▶ _Text section_:
###

Starting February 2nd 2017, I made a solemn vow to myself that I would write everyday.
There were very few guidelines other than, of course, that I had to write everyday. Some days this habit produced little more than a tricky word in Spanish, or what I had for breakfast. But on special planetary rotations, when even there was plenty else to do, a swooning literary goddess would surf into my consciousness upon a wave of Cabernet Sauvignon and dark chocolate. With her, trailed a thousand tiny grammar fairies disguised as vocabulary words and punctuation marks.
The fairies kissed my neck and the goddess massaged my feet. We had a grand old time, scribbling stories together atop a melting glacier, or scrawling desperate prayers to God while sleeping alone at the bottom of a deserted riverbed.
Writing became my best friend, from an odd social standpoint, or at least I could call a most consistent receiver of expression.
I would write what I had for breakfast, often, and then go from there. Most days I would write down recaps, business ideas, recipes, contact info, directions, poems, interview notes, article notes, quotes, and sayings. But on those special days, I would sit down at a desk and write a hyperbolized or intensified version of something that actually happened to me while traveling. In whatever college-ruled notebook graced my backpack that month, these stories would span 8-12 pages and take me well over 5 hours.
One entry above all others caught my attention as a catalyst. It was in a hostel in Bariloche Argentina enjoying a little pit stop after living and working as an unpaid volunteer in El Bolsón for the two months previous.
The night before I crossed into Chile to begin a new job as a carpenter at the Chili Kiwi hostel in Pucón, I went on a bike ride with one of the wildest travelers I’ve, to this day, ever met. The morning after our bike ride, I began writing a hyperbolized story about what happened and didn’t stop for about 8 hours.
Finally, just as the hotel’s owner walked in with a 5 litre jug of port wine, I finished it. We drank the port and floated on down the street to where a vagabonding angel named Oliver “showed me the ropes” and provided an example of what it meant to be completely and totally beyond yourself. It was as if he showed me how to crack the concrete mold that had been encapsulating my personality, and I could finally “be myself” as the say.
Although seemingly melodramatic, the writing of that story followed by concrete smashing ceremony of port was the match that ignited a potentially perpetual fire inside my hear.
That is, only if I keep on writing, right?
Within a day of returning home from my 2017 GapQuest, on December 22nd, I began writing my first book. It is a 537 page absurdly altered account of what happened in South America that year, and I didn’t stop (except for one month – August – when I stopped to work on TNT Podcast) until December 22nd 2018, exactly one year after I began writing the thing.
All names were changed in this book and some stories never happened whatsoever, but it could certainly not be called pure fiction.

###

▶ _The problem_: Continue the account of the daily writing habit, starting after its final sentence.

Collected data:
###

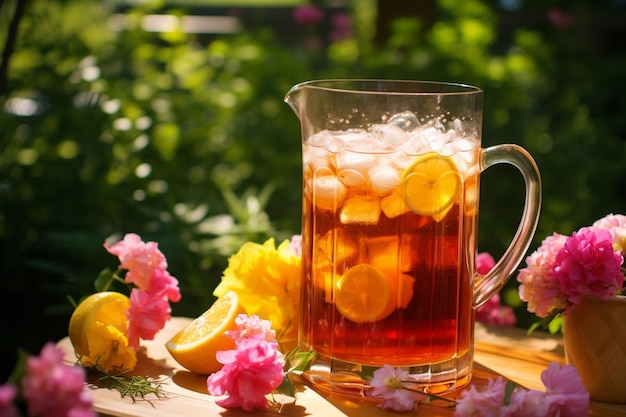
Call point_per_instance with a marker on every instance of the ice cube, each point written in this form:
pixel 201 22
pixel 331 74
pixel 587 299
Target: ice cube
pixel 383 178
pixel 360 210
pixel 319 139
pixel 314 156
pixel 334 248
pixel 407 121
pixel 418 143
pixel 328 191
pixel 357 161
pixel 351 178
pixel 389 136
pixel 393 205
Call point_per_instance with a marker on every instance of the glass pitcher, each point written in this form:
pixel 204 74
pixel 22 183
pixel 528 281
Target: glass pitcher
pixel 389 220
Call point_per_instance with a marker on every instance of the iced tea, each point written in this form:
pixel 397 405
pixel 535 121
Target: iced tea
pixel 387 277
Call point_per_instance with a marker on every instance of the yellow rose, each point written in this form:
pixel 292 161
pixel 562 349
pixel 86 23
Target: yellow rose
pixel 267 282
pixel 108 349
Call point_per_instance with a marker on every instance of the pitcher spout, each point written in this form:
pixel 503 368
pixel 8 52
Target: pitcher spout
pixel 294 98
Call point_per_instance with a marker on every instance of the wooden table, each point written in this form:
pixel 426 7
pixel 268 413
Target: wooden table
pixel 501 351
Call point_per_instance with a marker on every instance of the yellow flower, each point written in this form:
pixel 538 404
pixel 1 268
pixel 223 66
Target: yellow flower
pixel 267 281
pixel 108 349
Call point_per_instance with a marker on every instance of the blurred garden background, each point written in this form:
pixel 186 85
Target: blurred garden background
pixel 166 118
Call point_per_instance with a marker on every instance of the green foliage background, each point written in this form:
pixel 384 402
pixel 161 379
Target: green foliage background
pixel 185 139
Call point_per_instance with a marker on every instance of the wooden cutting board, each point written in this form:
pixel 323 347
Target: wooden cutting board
pixel 519 359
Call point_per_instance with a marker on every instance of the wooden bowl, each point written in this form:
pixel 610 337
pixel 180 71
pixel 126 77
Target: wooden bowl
pixel 595 344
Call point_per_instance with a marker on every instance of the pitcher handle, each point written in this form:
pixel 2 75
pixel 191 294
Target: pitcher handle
pixel 487 285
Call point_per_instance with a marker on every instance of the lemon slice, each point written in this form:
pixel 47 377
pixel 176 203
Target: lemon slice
pixel 107 307
pixel 194 347
pixel 431 184
pixel 362 295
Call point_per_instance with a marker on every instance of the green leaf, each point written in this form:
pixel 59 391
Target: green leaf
pixel 286 387
pixel 301 361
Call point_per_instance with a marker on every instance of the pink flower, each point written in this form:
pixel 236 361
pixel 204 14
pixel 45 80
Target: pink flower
pixel 540 289
pixel 252 328
pixel 489 402
pixel 8 393
pixel 53 389
pixel 307 15
pixel 616 224
pixel 147 314
pixel 163 284
pixel 588 265
pixel 565 391
pixel 249 373
pixel 139 258
pixel 388 384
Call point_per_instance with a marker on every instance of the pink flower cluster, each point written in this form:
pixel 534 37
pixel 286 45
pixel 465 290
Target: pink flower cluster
pixel 388 383
pixel 565 395
pixel 564 269
pixel 50 388
pixel 252 370
pixel 154 288
pixel 492 312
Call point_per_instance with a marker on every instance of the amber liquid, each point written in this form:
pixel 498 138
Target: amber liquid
pixel 428 256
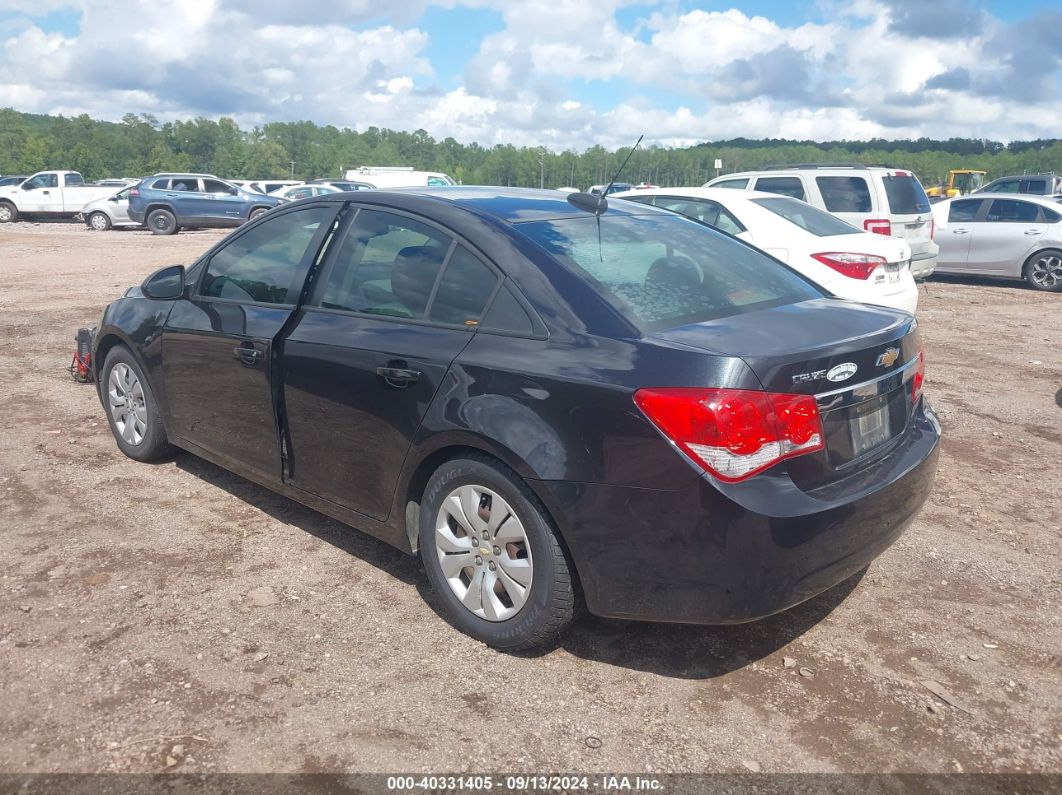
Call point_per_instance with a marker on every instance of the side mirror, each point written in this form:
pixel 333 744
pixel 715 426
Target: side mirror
pixel 167 283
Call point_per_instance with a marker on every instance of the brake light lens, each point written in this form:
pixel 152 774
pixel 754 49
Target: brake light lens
pixel 919 378
pixel 878 226
pixel 734 433
pixel 853 265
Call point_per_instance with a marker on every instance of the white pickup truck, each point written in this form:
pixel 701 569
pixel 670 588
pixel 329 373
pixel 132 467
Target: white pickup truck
pixel 49 193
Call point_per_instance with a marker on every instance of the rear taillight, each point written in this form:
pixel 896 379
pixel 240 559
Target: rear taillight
pixel 919 378
pixel 853 265
pixel 734 433
pixel 878 226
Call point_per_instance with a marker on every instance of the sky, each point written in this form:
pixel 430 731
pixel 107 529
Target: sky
pixel 559 73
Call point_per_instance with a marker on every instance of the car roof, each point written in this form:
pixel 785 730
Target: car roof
pixel 511 205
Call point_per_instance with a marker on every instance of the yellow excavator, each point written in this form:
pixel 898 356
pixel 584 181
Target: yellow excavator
pixel 960 182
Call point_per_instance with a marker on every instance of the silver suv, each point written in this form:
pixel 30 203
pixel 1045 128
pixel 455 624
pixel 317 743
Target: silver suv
pixel 877 199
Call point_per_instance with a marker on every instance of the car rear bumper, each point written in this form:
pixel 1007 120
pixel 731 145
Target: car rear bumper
pixel 701 555
pixel 924 264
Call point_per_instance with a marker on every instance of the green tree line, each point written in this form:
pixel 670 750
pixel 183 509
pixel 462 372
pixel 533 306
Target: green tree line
pixel 141 144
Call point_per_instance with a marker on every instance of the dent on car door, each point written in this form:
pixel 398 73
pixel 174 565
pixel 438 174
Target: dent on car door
pixel 397 301
pixel 218 345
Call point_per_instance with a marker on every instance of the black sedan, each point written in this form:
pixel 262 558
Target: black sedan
pixel 547 398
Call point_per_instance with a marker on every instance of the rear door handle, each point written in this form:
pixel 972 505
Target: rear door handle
pixel 247 356
pixel 398 376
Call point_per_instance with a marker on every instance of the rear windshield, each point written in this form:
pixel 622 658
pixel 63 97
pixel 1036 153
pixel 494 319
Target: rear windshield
pixel 808 218
pixel 906 196
pixel 663 272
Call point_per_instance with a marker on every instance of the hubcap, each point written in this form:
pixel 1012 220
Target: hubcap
pixel 483 552
pixel 1047 272
pixel 127 410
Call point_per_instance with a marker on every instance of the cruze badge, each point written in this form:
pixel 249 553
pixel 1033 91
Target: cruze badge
pixel 842 372
pixel 890 356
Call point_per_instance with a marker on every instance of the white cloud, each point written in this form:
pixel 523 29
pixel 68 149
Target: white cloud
pixel 682 76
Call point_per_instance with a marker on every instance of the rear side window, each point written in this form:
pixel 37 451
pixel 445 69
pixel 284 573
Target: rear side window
pixel 466 287
pixel 260 265
pixel 663 272
pixel 905 194
pixel 388 265
pixel 963 211
pixel 808 218
pixel 1013 211
pixel 786 186
pixel 844 193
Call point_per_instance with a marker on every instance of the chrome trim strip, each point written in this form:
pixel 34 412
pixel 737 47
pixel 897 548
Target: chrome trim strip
pixel 853 387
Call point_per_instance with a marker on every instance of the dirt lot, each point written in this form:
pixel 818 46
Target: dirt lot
pixel 178 611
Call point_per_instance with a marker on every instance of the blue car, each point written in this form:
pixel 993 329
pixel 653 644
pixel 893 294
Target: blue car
pixel 165 203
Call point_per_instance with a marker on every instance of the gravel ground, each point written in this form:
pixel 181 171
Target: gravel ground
pixel 176 617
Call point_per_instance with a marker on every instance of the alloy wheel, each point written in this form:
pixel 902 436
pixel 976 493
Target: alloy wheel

###

▶ _Solved problem_:
In fact, I have no idea where you would put it in a library. Perhaps that is becuse it does not belong in a library. Honestly, who tf knows?
I sure don’t, so it’s sitting on an external hard drive in a place that is probably too obvious, but still not yet totally obvious.
And this is where it will remain until I figure out what the hell to do with it.
That year, 2018, I wrote everyday. Then, for 2019 my intentions were to print all 537 pages of the first book and edit it by hand for 4-5 months living off the grid in the Peruvian Amazon. Which I attempted, but upon reading the first page, decided that the original version was a dry run, so I began writing an entirely new book.
The second book, I can say with honor, is all fiction so far. And it has been a much better time.
Will this second book be The One? For a while I thought it could be, and it still could, but I’ve told myself it could be another dry run, just to entertain the thought and reinforce my commitment to the writer’s life. Besides, it’s not even done. I’d say I’m about halfway, and I don’t personally know exactly what’s going to happen in the story.
Even then, intertwined character flashbacks and extracted concurrent scenes take the story in directions I never could have predicted everyday.
There she goes again, it’s the swooning literary goddess, swooning her swoon all over my notebook pages.
In all relationships there will be times of separation. Sometimes it’s forced and unpleasant, other times we’re just so fucking tired of each other that we just need to leave the countray and be thumbin’ bums for 11 months.
So for the last week (tomorrow will be 7 days) I took a break from writing to work on this podcast and read books.
It has been a breath of non-polluted air. (not to say writing air tastes like toxic smog). I have been able to read and ride my bike after work instead of writing EVERYDAY.
It has been a healthy break, and i may continue until the feeling and desire are there and some universal guiding manifestation of Love communicates that it is time to write again.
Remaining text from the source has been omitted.